- _Written tasks_
1. In the forum thread on removing carpet mask, condense the paragraph beginning "Once it's off, you will most likely" into two sentences, keeping its main facts.
2. Resume the forum thread on removing carpet mask after its final post.

- _Document section_
• • • • •

# Removing carpet mask



## goneelkn (Jan 9, 2010)

Anyone ever have problems removing carpet mask?? Just got done doing a bath remodel and the carpet mask won't come up. I have to pick at it and it's tearing in very small pieces.
Anyone have any tricks?? It's older carpet and it's only be down for 9 days.


----------



## Snobnd (Jul 1, 2008)

Hmm try a heat gun.


----------



## BarryE (Dec 12, 2009)

What's the brand name?

Have left on much longer and never had any problems yet


----------



## goneelkn (Jan 9, 2010)

I was thinking about a heat gun, but was afraid i'd make it worse.
The brand name is Protect-It. I think i got it at sherwin williams, i know i bought a few rolls since it was on sale at the time. I've used this same brand a bunch of times, up to 3 weeks and never had a problem.


----------



## tapeguy (Jul 20, 2011)

*Do not use heat*

How you remove the mask depends on two factors, both of which have to do with the type of adhesive used on the film. Carpet film is either a water based or solvent based adhesive. 

The problem with applying heat to most adhesives is that it allows the adhesive to further flow, which may make the problem worse. For a smooth surface, this isn't as much of an issue, but with carpet, it has the potential to allow the adhesive to embed itself even further into the fibers.

Cold on the other hand generally hardens and deadens most adhesives, especially water based. While it may not be easy depending on the size of the application, that is the most effective means of removing the film. 

In some cases, there is no easy way to remove it because the adhesive has bonded to the fibers to a degree that the adhesion to the fibers has become greater than the adhesion to the film backing. In this case, you can try cold to prevent further adhesive bonding, but most likely, you'll be stuck (no pun intended) pulling it up in bits and pieces.

Once it's off, you will most likely have adhesive transfer on the carpeting. If it's a water based adhesive, a good steam carpet cleaning will generally remove the residual adhesive. If it's a solvent based, than it will require the use of specific solvent cleaners to remove.

To test if it's water based or solvent based, take a wet cloth and rub the adhesive vigorously. If the adhesive is removed from the film, than it is probably water based. Solvents are more resistant to water, so they generally won't be rubbed of with water.

Good luck.


----------



## RemodelMania (Sep 19, 2006)

I had success once with heat, but never thought to try cold. How would you do that? Bags of ice or ?

FYI, that protect-it brand is pure junk and you probably got it from Depot. They switched brands a year or two ago and the stuff thy carry now is thin and transfers adhesive. We had the same problem as you did and went to the Plasticover brand as its rated for 60 days and we haven't had a problem. You can get it here: carpet mask protector.

• • • • •

- _Raw data_
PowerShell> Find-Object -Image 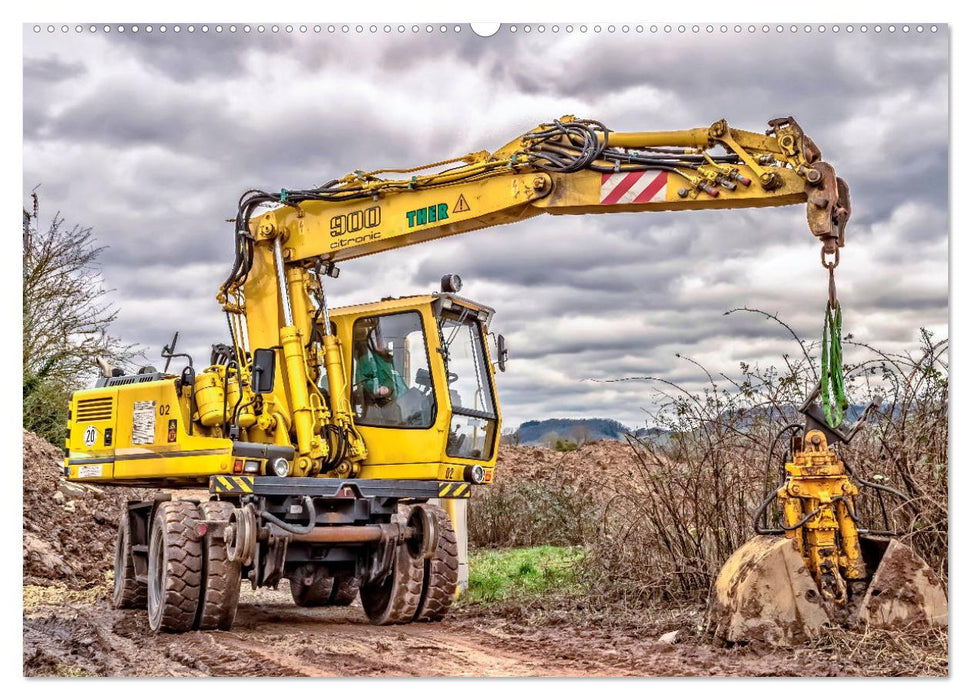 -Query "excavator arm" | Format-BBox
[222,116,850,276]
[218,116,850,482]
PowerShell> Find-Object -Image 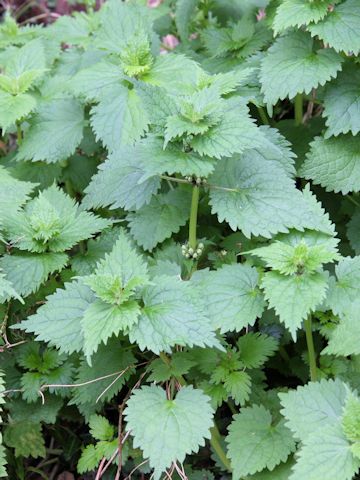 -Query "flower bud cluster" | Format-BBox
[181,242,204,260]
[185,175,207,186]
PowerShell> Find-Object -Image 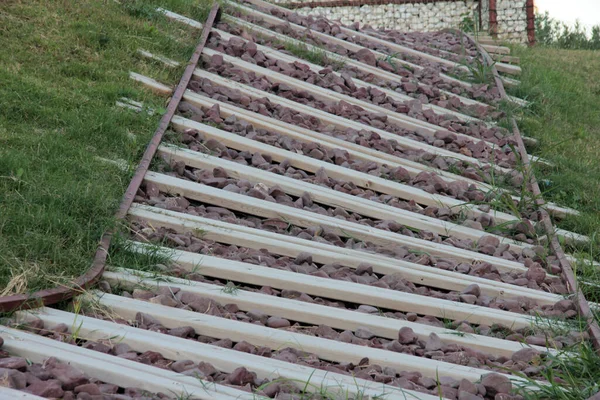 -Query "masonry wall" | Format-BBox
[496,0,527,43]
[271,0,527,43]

• • • • •

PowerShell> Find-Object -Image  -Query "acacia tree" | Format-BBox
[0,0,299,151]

• • • • •

- _Answers to the tasks_
1. After the film comes off, adhesive will probably remain on the carpet. Water-based residue usually comes out with a good steam cleaning, while solvent-based residue needs specific solvent cleaners.

2.
When we had that problem, we found this web page which helped us out and also found usthe better brand to switch to. carpet mask residue removal.

Good luck. We tried removing it by hand, but then ultiimately called in a cleaner that used some of the tips on the above page plus some tricks he had to get it off.


----------



## dprimc (Mar 13, 2009)

Now you know why it was on sale.


----------



## tapeguy (Jul 20, 2011)

Another well known brand is from Surface Shields. It's carried at Menards and Lowes, and through many wholesale flooring and contractor supply distributors. Water based adhesive, so if there is a problem it can easily be cleaned, unlike most of the offshore stuff that is still solvent based.

And yes, ice blankets will work. Not a quick solution, but can be effective.


----------



## goneelkn (Jan 9, 2010)

I tried the heat gun, is released the adhesive, but the film ripped very easily. The manufacturer, QEP, said to use Dawn soap with warm water. They couldn't tell me how the soap would help since it wouldn't penetrate the film. More people without field experience or common sense. After a few hours of picking at it, the HO said he is going to replace the carpet!


----------



## tapeguy (Jul 20, 2011)

Don't go to QEP, go back to Home Depot and complain. They will get QEP involved and charge them back for any cleaning needed. And I've even seen the carpeting replaced at their expense if cleaning didn't solve the issue. Of course, you have to have kept the box and any receipts showing it was their product, but they do have liability, and HD will help you out.


----------



## Jaws (Dec 20, 2010)

tapeguy said:


> don't go to qep, go back to home depot and complain. They will get qep involved and charge them back for any cleaning needed. And i've even seen the carpeting replaced at their expense if cleaning didn't solve the issue. Of course, you have to have kept the box and any receipts showing it was their product, but they do have liability, and hd will help you out.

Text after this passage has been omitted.